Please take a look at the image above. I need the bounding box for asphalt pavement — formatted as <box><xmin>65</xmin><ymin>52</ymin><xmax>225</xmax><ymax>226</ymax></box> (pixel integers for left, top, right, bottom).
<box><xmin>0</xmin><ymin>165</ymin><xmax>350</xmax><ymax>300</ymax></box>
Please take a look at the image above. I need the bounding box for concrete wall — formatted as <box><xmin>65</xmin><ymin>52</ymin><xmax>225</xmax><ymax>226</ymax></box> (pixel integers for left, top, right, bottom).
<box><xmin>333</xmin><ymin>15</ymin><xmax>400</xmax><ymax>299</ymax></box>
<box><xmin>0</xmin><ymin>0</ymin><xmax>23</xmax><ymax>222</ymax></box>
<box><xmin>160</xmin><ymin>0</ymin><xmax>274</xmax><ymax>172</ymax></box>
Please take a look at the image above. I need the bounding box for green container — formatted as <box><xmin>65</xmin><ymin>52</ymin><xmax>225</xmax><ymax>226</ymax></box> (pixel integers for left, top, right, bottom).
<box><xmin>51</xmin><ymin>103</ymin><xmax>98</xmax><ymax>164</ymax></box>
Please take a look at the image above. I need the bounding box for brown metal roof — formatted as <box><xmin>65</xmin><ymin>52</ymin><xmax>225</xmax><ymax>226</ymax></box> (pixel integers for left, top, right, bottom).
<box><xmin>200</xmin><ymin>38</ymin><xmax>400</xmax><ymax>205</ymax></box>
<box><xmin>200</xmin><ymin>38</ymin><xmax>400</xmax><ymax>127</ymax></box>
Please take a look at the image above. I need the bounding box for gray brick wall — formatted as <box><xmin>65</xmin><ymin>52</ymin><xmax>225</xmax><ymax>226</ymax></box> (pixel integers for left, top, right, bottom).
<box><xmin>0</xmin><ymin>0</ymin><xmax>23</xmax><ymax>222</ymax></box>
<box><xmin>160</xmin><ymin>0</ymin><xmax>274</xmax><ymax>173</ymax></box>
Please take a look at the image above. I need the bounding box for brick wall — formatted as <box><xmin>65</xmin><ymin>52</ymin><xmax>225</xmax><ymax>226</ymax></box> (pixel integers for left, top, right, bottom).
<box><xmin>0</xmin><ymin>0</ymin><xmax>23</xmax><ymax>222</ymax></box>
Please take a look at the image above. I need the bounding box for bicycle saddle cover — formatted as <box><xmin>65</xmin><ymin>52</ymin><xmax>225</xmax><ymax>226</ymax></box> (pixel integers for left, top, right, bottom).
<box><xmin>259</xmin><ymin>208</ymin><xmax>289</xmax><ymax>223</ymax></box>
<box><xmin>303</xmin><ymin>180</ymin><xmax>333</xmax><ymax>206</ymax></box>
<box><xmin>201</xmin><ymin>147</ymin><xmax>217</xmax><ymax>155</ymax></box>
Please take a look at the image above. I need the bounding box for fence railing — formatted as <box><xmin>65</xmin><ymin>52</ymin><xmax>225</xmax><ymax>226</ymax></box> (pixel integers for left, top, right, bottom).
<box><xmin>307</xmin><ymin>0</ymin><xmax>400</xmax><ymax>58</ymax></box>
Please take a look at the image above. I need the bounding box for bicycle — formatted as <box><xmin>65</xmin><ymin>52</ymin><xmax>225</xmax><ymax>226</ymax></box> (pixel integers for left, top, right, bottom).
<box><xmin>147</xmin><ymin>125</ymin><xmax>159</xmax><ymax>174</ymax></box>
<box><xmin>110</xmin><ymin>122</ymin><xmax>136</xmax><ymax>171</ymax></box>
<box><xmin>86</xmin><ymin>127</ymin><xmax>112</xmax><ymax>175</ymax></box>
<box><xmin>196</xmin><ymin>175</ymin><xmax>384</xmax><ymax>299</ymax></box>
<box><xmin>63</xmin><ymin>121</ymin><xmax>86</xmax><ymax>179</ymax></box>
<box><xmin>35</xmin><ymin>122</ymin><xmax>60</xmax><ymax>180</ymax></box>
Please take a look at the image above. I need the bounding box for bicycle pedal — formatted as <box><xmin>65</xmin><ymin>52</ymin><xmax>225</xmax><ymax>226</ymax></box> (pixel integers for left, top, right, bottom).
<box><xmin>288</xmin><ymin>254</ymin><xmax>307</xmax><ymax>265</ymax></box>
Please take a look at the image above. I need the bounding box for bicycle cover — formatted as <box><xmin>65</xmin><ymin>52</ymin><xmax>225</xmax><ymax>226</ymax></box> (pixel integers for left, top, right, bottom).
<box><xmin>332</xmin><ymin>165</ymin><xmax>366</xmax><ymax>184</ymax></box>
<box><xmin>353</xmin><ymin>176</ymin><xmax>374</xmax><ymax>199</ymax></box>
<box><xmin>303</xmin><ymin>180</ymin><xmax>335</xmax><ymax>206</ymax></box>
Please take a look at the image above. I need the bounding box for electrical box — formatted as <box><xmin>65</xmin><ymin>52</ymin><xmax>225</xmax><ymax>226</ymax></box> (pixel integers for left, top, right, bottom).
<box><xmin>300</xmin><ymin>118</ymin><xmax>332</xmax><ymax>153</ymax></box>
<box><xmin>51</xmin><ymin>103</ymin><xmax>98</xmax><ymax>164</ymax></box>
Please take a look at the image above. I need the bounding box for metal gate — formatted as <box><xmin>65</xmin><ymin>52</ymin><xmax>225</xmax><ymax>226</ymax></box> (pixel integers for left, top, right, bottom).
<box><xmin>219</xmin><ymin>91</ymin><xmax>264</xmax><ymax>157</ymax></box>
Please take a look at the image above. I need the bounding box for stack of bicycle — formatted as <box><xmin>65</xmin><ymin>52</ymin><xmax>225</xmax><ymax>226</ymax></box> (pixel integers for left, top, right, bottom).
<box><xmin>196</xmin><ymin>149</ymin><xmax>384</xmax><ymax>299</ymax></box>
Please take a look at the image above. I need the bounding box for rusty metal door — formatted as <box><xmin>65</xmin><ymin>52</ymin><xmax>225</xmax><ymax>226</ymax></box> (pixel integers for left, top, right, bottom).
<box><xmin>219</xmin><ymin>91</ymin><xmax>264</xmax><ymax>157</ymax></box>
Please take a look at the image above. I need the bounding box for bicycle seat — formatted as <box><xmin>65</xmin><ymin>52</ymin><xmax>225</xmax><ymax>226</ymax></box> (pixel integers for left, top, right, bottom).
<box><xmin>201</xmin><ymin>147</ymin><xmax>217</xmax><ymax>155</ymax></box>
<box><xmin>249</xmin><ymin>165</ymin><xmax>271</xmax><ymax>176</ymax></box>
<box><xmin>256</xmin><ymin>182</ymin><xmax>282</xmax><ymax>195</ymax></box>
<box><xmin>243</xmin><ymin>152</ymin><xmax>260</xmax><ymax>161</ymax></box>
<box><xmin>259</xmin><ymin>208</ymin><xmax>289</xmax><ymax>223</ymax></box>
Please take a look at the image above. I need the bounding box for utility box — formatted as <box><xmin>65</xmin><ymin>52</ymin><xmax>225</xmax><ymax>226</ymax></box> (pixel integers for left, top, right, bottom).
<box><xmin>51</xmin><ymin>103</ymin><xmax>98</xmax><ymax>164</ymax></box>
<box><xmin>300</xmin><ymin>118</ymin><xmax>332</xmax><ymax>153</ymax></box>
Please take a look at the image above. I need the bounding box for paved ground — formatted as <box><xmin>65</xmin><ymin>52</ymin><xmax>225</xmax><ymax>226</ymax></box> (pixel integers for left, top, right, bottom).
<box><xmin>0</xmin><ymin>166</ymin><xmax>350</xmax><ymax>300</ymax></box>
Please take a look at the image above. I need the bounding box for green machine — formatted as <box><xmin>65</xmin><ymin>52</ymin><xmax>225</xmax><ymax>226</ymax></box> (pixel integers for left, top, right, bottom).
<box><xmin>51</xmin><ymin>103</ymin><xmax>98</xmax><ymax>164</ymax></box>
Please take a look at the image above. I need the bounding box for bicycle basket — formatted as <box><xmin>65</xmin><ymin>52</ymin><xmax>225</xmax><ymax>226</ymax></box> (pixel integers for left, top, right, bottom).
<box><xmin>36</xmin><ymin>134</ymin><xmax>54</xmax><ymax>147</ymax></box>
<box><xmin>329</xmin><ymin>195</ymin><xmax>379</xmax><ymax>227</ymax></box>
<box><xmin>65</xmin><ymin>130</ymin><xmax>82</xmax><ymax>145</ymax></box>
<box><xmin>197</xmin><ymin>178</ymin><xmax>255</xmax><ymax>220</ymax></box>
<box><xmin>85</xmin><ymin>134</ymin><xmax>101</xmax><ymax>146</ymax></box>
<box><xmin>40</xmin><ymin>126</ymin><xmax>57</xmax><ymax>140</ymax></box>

→ Written instruction:
Reproduce, word for word, only the lines from the one that contains "for green machine" through the final line.

→ Complete answer:
Please take a look at the image above. I need the bounding box for green machine — formatted as <box><xmin>65</xmin><ymin>52</ymin><xmax>225</xmax><ymax>226</ymax></box> (pixel integers for left, top, right, bottom).
<box><xmin>51</xmin><ymin>103</ymin><xmax>98</xmax><ymax>164</ymax></box>
Please take a look at the image above. I need the bounding box for bicycle basket — formatted as <box><xmin>65</xmin><ymin>52</ymin><xmax>225</xmax><ymax>226</ymax></box> (pixel integers for left, top, right, bottom).
<box><xmin>36</xmin><ymin>134</ymin><xmax>54</xmax><ymax>147</ymax></box>
<box><xmin>329</xmin><ymin>195</ymin><xmax>379</xmax><ymax>227</ymax></box>
<box><xmin>65</xmin><ymin>130</ymin><xmax>82</xmax><ymax>145</ymax></box>
<box><xmin>197</xmin><ymin>178</ymin><xmax>255</xmax><ymax>220</ymax></box>
<box><xmin>85</xmin><ymin>134</ymin><xmax>101</xmax><ymax>146</ymax></box>
<box><xmin>40</xmin><ymin>126</ymin><xmax>57</xmax><ymax>140</ymax></box>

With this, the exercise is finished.